#### EXERCISE GOAL
Copy out the material below, switching every "walkway" to "path" and leaving everything else as it is.

:: AVAILABLE DATA

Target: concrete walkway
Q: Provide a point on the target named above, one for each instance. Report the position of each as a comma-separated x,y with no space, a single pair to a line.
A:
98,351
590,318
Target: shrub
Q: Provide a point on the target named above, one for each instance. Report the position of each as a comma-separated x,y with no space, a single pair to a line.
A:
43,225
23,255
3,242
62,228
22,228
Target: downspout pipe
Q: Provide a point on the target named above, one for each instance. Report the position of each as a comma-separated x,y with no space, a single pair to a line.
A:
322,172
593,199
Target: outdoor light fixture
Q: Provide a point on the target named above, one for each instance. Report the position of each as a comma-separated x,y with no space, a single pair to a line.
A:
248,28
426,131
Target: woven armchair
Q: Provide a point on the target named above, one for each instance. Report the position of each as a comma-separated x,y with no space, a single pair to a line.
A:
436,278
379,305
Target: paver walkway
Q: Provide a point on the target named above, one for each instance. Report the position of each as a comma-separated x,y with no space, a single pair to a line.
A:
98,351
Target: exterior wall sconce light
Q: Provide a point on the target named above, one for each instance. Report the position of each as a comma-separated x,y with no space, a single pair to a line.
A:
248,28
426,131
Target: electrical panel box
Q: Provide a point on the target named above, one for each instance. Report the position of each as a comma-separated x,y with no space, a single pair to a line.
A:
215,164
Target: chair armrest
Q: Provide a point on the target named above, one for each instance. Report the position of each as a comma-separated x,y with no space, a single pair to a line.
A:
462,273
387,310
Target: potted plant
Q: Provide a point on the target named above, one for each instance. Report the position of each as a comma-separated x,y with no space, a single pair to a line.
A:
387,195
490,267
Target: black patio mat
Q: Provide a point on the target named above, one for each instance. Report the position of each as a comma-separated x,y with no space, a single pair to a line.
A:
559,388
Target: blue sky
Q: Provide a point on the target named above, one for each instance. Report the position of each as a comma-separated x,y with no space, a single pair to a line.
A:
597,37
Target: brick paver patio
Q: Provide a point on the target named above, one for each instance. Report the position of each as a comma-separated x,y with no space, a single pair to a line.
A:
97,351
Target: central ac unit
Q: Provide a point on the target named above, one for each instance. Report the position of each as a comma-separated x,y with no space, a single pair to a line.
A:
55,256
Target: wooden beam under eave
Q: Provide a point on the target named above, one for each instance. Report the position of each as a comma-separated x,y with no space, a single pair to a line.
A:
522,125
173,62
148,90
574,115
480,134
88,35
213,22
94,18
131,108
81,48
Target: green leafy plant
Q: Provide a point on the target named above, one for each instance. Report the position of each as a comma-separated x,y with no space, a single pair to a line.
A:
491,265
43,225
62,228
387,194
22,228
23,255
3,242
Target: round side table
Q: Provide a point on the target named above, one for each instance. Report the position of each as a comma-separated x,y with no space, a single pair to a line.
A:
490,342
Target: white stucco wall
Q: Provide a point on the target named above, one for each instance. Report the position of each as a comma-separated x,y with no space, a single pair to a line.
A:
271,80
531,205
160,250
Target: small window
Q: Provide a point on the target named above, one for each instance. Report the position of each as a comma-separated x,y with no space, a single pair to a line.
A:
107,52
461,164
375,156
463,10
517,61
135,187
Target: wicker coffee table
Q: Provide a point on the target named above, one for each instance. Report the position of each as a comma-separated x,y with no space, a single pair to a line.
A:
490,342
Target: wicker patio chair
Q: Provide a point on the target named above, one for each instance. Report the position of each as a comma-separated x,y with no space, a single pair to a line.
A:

::::

#### OUTPUT OF THE TASK
Target: concrete path
Q: Provide a point on the target named above, one for each instance. Report the position of each as a comma-separated x,y with no space, a single pair to a line.
A:
98,351
590,318
Target: shrub
Q: Provide a point on the target named above, one for each instance. Report the position of each as a comma-separated x,y with no space, a single pair to a line.
A:
43,225
23,255
3,242
62,228
22,228
Target: downspout pipe
Q: Provide a point on the target named above, one for each instance. Report the position of each as a comma-separated x,y with no space, a single pair to a line.
A:
322,172
593,199
Target: outdoor light fixture
Q: Provide a point on the target named above, one for each instance. Report the position of each as a comma-separated x,y with no space, a single pair to a line.
A:
248,28
426,131
Target: woven armchair
Q: Provide a point on the target named above, one for each instance. Report the position of each as a comma-separated x,y with no space, a single pair to a line.
A:
436,278
379,305
Target: paver path
Q: Provide a point on the target named above, one for each instance. Report the position of each as a comma-separated x,y with no space, a single pair to a line.
A:
98,351
Target: exterior wall sconce light
Q: Provide a point on the target named above, one for each instance. Report the position of each as a comma-separated x,y with no space, a single pair to a line.
A:
248,28
426,131
Target: electrical panel box
Q: Provide a point on the target named above, one for each instance. Report the position of each as a comma-separated x,y with no space, a single pair to a line.
A:
215,164
Target: chair armrest
Q: Provide a point on the target named above, one for each instance. Report the position of each as a comma-separated x,y with no space, a single pair to a line.
A:
462,273
387,310
Target: potted plant
Q: Provide a point on the target named above, one for each instance. Report the position of each as a comma-separated x,y with no space, a single pair to a line.
A:
387,195
490,267
Target: black patio mat
Q: Provide a point on the target named above, one for each instance. Report the position of each as a comma-separated x,y with no space, a single pair to a line.
A:
559,388
Target: blue sky
Q: Provide a point on the target named above, one for each instance. Report the position of each as a comma-separated x,y with no space, a single pair to a line.
A:
597,37
Target: brick paver patio
Q: Provide a point on the target named above, one for each instance. Report the position of each as a comma-separated x,y with no space, a single pair to a line.
A:
97,351
Target: central ac unit
Q: Provide a point on the target named above, one for each instance. Report the position of each as a comma-separated x,y with no space, a single pair to a line.
A:
55,256
Target: wooden beam under eave
Q: Provide a point on the target named above, one for each instance. Report the position of each as a comma-separated x,y with no space, a single pair to a line.
A:
522,125
173,62
148,90
574,115
480,134
88,35
213,22
94,18
131,108
81,48
Target: green leafy plant
Q: Provide a point on the target named above, one for each instance. Report the position of each as a comma-separated x,y with no space, a single pair to a line.
A:
491,265
43,225
62,228
387,194
22,228
23,255
3,242
Target: round side table
Q: Provide a point on the target named above, one for each instance. Report the position of each as a comma-separated x,y with no space, a single pair to a line.
A:
490,342
Target: white stucco wall
Q: Provide a point on the target named above, one for each instance. Report the position of each as a comma-separated x,y with no space, a single pair to a line.
A:
271,80
531,205
160,250
Target: small window
Q: Provide a point on the target named above, one for each instance. Report the position of each as a comma-separated x,y with no space, a single pair to a line.
A:
107,52
461,164
375,156
463,10
517,61
135,187
Target: wicker coffee table
Q: Provide a point on the target named above, one for each instance. Report the position of each as a comma-separated x,y with no space, a single pair to a line.
A:
490,342
Target: wicker patio chair
Q: Provide a point on the target named above, one for each instance. Report the position of each as a comma-separated x,y with no space, a single pair to a line.
A:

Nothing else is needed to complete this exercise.